Data entries:
================================
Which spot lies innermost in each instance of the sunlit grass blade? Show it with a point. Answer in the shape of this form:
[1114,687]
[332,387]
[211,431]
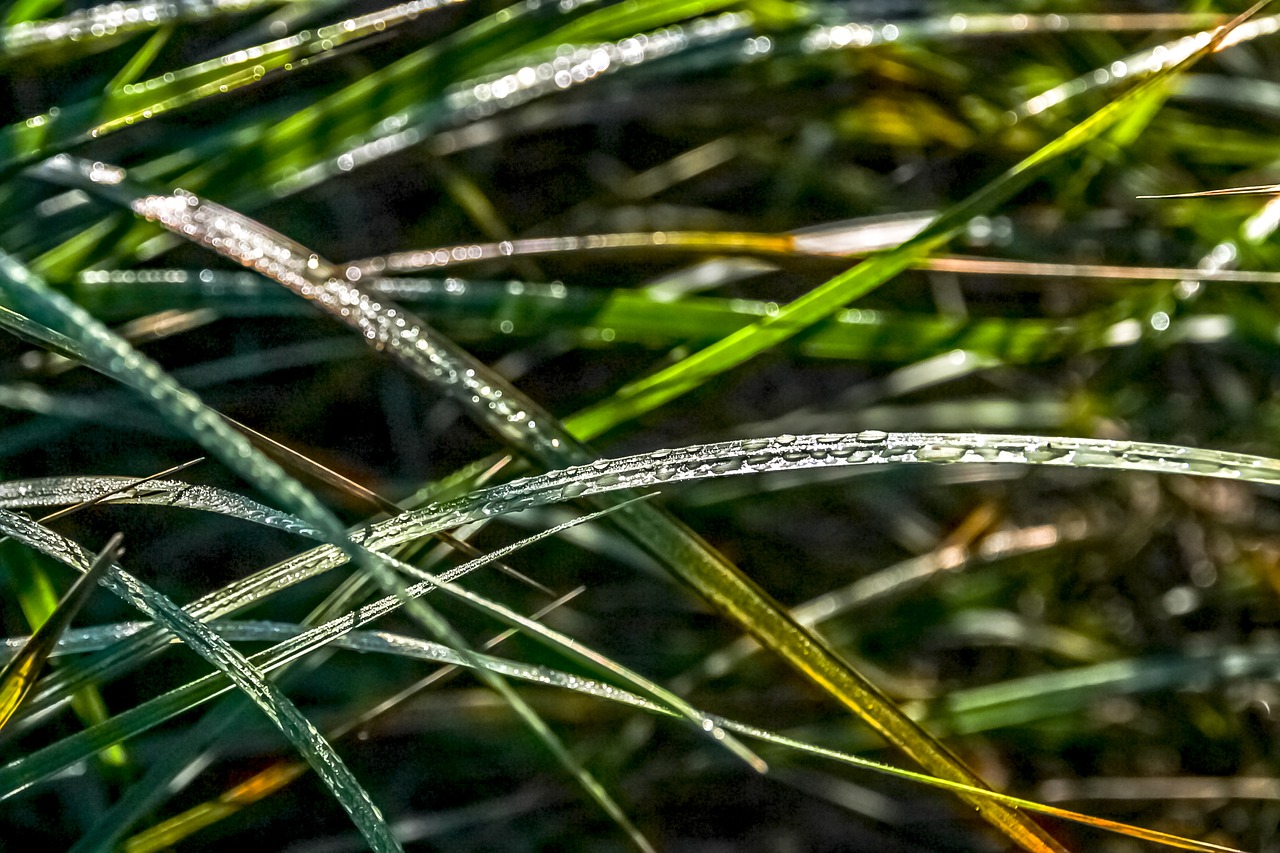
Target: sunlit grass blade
[344,787]
[658,388]
[26,772]
[97,27]
[19,674]
[272,779]
[410,647]
[114,356]
[534,432]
================================
» WORK INSTRUCTIONS
The data above should be returned in full, exactly as written, apart from its images.

» THE COMPLETED TASK
Which spot lies innermost in each instance of the sunlit grass blade? Show it with a point. Answer in the shape of this form:
[1114,687]
[332,387]
[211,431]
Target: sunlit grass blade
[344,787]
[658,388]
[26,772]
[97,27]
[19,674]
[272,779]
[410,647]
[114,356]
[534,432]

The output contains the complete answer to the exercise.